** TEXT PROVIDED follows **
Supreme Court Federal Executions

The sun rises behind the Supreme Court on Capitol Hill in Washington, Monday, June 29, 2020. The Supreme Court has refused to block the execution of four federal prison inmates who are scheduled to be put to death in July and August. The executions would mark the first use of the death penalty on the federal level since 2003. (AP Photo/Patrick Semansky) ORG XMIT: DCPS101

A Supreme Court ruling in a Louisiana abortion law case will keep a Shreveport clinic open for now.

But the undertones of one justice’s decision indicates there is more to follow. That suggests Louisianians ought not consider the issue resolved, experts say.

McKinzie Craig Hall, a political scientist at the University of Louisiana at Lafayette, said she was traveling Monday and hadn’t read the ruling by Justice Stephen Breyer. But she said Chief Justice John Roberts, who voted along with the four liberal justice to form a majority in Hope Medical Group for Women, was likely protecting court precedent in the case. The case concerned whether doctors providing abortions had to have admitting privileges at local hospitals.

But Roberts seemed to indicate he was not wholly pleased with his vote and indicated he might rule differently in other cases on the same or similar issues. Hall said Roberts’ position in defending the doctrine of stare decisis or court precedence was one that Rehnquist frequently took. Hall said it was “in the mold of Rehnquist — former Chief Justice William Rehnquist.

She said that Roberts remained a conservative ideologically, but suggested his decision was at least partially taken to safeguard the court because of the huge impact of precedence.

Amanda Montesano, Acadiana director for Louisiana Right to Life, said the decision would not discourage the organization and won’t have a direct impact in southwestern Louisiana, where there are no abortion clinics.

She said her organization works principally with educating young people about abortion. She said schools and organizations contact her group to teach — sometimes in weekend sessions — about issues related to abortion.
** End of TEXT PROVIDED **
** DATA SECTION follows **
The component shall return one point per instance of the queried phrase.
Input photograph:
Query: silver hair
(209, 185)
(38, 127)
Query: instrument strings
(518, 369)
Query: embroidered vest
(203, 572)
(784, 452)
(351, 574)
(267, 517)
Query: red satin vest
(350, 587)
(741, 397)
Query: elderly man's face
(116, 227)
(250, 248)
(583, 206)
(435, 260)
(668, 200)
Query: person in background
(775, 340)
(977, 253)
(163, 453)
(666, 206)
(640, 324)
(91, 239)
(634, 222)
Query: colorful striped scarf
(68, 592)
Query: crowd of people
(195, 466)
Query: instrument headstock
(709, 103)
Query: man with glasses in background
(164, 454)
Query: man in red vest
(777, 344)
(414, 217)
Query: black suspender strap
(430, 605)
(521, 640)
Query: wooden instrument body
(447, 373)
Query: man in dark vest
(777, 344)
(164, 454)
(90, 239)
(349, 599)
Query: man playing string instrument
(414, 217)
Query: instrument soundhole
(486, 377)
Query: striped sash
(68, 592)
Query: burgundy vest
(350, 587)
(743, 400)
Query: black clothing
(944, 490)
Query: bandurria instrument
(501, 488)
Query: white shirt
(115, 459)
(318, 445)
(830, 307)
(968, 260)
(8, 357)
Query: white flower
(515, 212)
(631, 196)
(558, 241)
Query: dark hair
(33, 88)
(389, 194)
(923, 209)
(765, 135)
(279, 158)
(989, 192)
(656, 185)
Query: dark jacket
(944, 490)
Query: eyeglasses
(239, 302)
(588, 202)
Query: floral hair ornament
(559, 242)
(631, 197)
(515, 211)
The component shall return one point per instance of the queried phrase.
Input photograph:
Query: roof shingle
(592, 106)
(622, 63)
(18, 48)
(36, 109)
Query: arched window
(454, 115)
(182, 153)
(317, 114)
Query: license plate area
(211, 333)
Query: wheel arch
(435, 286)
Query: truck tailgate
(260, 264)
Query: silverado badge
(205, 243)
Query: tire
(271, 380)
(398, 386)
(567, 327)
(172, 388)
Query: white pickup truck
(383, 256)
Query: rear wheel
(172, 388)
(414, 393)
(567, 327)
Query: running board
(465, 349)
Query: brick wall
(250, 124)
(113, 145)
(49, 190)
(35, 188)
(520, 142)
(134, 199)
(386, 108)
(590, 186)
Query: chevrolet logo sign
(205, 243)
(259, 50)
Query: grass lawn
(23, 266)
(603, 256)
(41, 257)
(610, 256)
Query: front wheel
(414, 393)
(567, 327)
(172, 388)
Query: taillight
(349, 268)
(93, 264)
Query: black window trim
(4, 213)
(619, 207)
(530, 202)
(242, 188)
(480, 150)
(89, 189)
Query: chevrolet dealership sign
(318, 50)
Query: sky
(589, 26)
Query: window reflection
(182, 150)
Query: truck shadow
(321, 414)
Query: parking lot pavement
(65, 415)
** End of DATA SECTION **
■ REQUIREMENT A ■
In the article on the Louisiana abortion ruling, set down word for word the passage that begins at the words "But Roberts seemed" and stops after "impact of precedence.".
■ REQUIREMENT B ■
Resume the article about the Supreme Court's ruling on the Louisiana abortion law, picking up after its final sentence.

■ OUTPUT A ■
But Roberts seemed to indicate he was not wholly pleased with his vote and indicated he might rule differently in other cases on the same or similar issues. Hall said Roberts’ position in defending the doctrine of stare decisis or court precedence was one that Rehnquist frequently took. Hall said it was “in the mold of Rehnquist — former Chief Justice William Rehnquist.

She said that Roberts remained a conservative ideologically, but suggested his decision was at least partially taken to safeguard the court because of the huge impact of precedence.

■ OUTPUT B ■
“It’s another battle, something else we will have to overcome,” she said. “Every decision, good or bad, is another thing that goes with the movement.”

She said that the pro-life movement extends over many religious faiths and even to some people who don’t have a religious faith. She said her organization did 90 events or classes in 2019; it has done 30 so far this year. She said some 1,300 Louisiana youths traveled to Washington for the March for Life.

“The youth I encounter, so many are so passionate about the pro-life movement. They will see this as another opportunity,” she said.

At First Baptist Church in Lafayette, the Rev. Ray Swift saw the issue in terms more broad than points on the political spectrum.

“The decision made Monday by the SCOTUS that struck down a Louisiana law regulating abortion clinics and specific to admitting privileges to hospitals should not be a discussion regarding liberals versus conservatives," he wrote in an issued statement.

"For the Christian community it has been and always will be a decision about the sacredness of life. In 1973 when the justices ruled in the Roe vs. Wade decision regarding the right to an abortion, it was wrong and in 2020 with this recent decision it is still wrong. It is the Biblical belief of the Christian community that all lives are sacred from the moment of conception to an individual’s last physical breath.

"As a long standing Bible-believing church in Louisiana we will continue to pray that very soon the murder of lives in the womb of a mother will end.”

Michael Pasquier, the Jaak Seynaeve professor of Christian Studies at LSU, said he doesn’t expect the decision to affect churches’ public positions.

“My thoughts are that the official position of the Catholic Church will remain the same when it comes to abortion and access to abortion. It will be a continuation since the Planned Parenthood vs. Casey decision in 1992, when the court ruled against undue burdens meant to hamper access to abortions.

“It’s a continuation of the status quo and discontent on part of many but not all Catholics who oppose abortion and are interested in finding ways to undermine intentions that came out of Roe vs. Wade,” he said.

The church’s position will not change, he said, although some Catholics will believe in women’s rights to choose to have an abortion.

“In places like Acadiana or southwestern Louisiana, Catholics who support the right for women to have abortions don’t have a pronounced voice in public debate,” he said. “Many Catholics are nonetheless pro-choice.”

He said it is not easy for Catholics or anyone else to talk about sex and reproduction, which makes it difficult to discern who many Catholics in South Louisiana or in Acadiana support a woman’s right to choose.